(Data records)

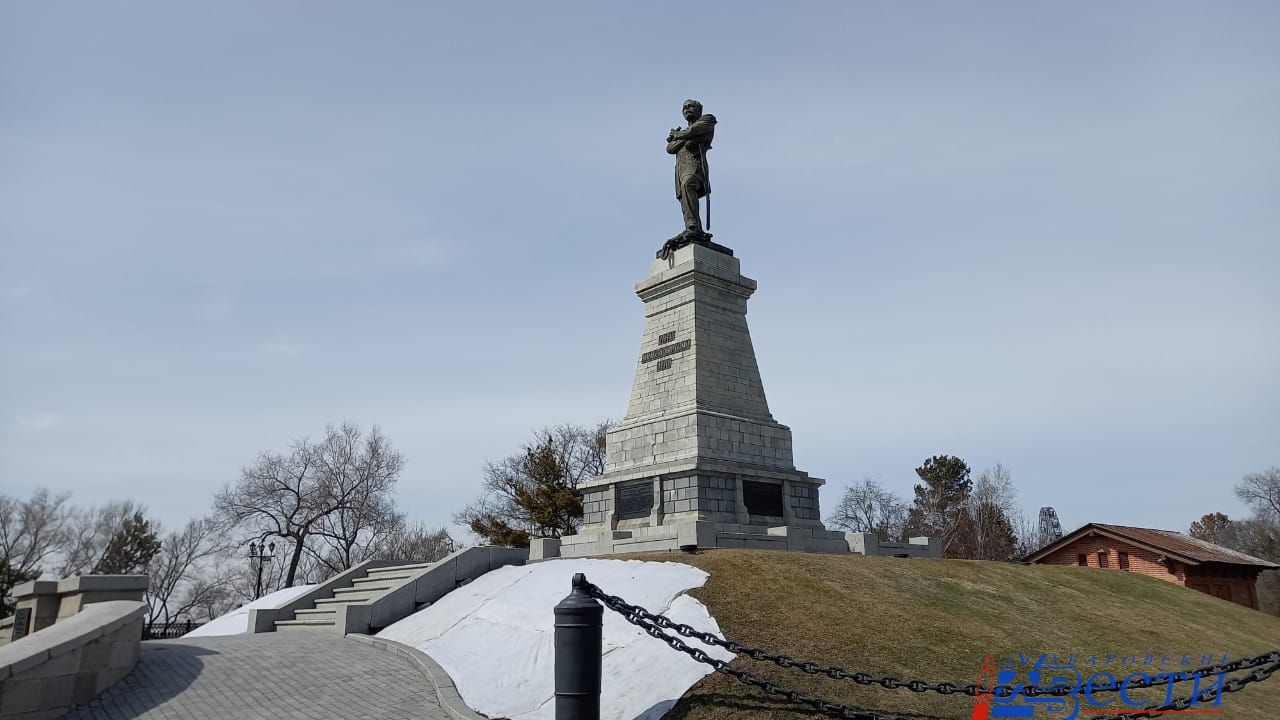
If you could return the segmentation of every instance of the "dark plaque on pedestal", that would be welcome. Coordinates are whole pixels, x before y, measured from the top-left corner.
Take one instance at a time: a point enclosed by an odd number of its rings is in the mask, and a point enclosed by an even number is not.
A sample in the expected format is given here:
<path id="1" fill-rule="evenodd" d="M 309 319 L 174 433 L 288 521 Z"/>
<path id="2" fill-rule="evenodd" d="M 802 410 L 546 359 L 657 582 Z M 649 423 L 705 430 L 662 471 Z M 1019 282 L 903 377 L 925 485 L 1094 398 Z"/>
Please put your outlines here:
<path id="1" fill-rule="evenodd" d="M 653 510 L 653 483 L 618 487 L 618 518 L 648 518 Z"/>
<path id="2" fill-rule="evenodd" d="M 9 635 L 10 641 L 18 641 L 27 637 L 27 628 L 31 626 L 31 609 L 19 607 L 13 614 L 13 634 Z"/>
<path id="3" fill-rule="evenodd" d="M 782 486 L 742 480 L 742 505 L 751 515 L 782 516 Z"/>

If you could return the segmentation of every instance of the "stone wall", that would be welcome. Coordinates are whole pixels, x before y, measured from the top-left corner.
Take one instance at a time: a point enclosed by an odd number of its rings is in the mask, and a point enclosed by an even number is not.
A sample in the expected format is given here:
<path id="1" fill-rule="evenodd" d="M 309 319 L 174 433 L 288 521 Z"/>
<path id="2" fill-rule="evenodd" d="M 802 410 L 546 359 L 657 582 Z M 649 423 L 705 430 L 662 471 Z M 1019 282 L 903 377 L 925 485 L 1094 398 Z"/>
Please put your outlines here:
<path id="1" fill-rule="evenodd" d="M 59 717 L 110 688 L 138 661 L 146 605 L 84 606 L 0 647 L 0 720 Z"/>

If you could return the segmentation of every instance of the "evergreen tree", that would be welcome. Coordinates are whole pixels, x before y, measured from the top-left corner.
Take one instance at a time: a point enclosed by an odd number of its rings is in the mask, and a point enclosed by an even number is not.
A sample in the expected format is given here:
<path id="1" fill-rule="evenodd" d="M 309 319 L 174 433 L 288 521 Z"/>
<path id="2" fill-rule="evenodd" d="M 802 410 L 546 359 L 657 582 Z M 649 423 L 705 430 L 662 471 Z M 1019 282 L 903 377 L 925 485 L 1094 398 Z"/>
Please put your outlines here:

[Direction]
Reproduce every line of the records above word for word, leaving out the pictures.

[Written answer]
If you could return the segmentation of every instance of the "dark plaque on pedestal", that would be welcome. Coordinates are whole pixels, x before y, measured from the top-left corner.
Take one instance at a time: a point enclosed by an odd number of its rings is in the mask, and a point enclosed by an even number is not.
A sample in the expected format is given here:
<path id="1" fill-rule="evenodd" d="M 309 319 L 174 433 L 288 521 Z"/>
<path id="2" fill-rule="evenodd" d="M 802 410 L 546 359 L 657 582 Z M 649 423 L 705 430 L 662 471 Z M 1019 282 L 903 377 L 925 485 L 1094 398 Z"/>
Please put your outlines here:
<path id="1" fill-rule="evenodd" d="M 653 510 L 653 483 L 618 487 L 618 518 L 648 518 Z"/>
<path id="2" fill-rule="evenodd" d="M 9 635 L 10 641 L 18 641 L 27 637 L 27 628 L 31 626 L 31 609 L 19 607 L 13 614 L 13 634 Z"/>
<path id="3" fill-rule="evenodd" d="M 782 486 L 742 480 L 742 505 L 751 515 L 782 516 Z"/>

If you could return the segmentation of every instance of the "stone wall", that would be welcome. Coordinates are whole pixels, x before y, measured from the top-left corner.
Take one instance at a time: a point enclosed by an odd number of its rings is in the mask, and a point enclosed by an even number is not.
A sample in the expected format is given here:
<path id="1" fill-rule="evenodd" d="M 309 319 L 174 433 L 288 521 Z"/>
<path id="2" fill-rule="evenodd" d="M 802 410 L 546 359 L 657 582 Z M 649 423 L 705 430 L 662 471 Z M 1019 282 L 903 377 L 925 485 L 1094 398 Z"/>
Please put your outlines here:
<path id="1" fill-rule="evenodd" d="M 59 717 L 110 688 L 138 661 L 146 605 L 84 606 L 0 647 L 0 720 Z"/>

If you could return the segmentation of every instance of the "evergreen tree", that would be welcome. Coordinates are whole pixels, x before y, measured from the top-left corner.
Take one instance at a time: a point enclosed by an odd number of its rings is in the mask, and a point enclosed by an even number is not.
A sample in the expected format is given here:
<path id="1" fill-rule="evenodd" d="M 309 319 L 174 433 L 288 521 Z"/>
<path id="2" fill-rule="evenodd" d="M 802 410 L 546 359 L 657 582 Z M 649 423 L 705 430 L 662 471 Z M 1019 282 L 903 377 L 925 485 L 1094 398 Z"/>
Please put your outlines here:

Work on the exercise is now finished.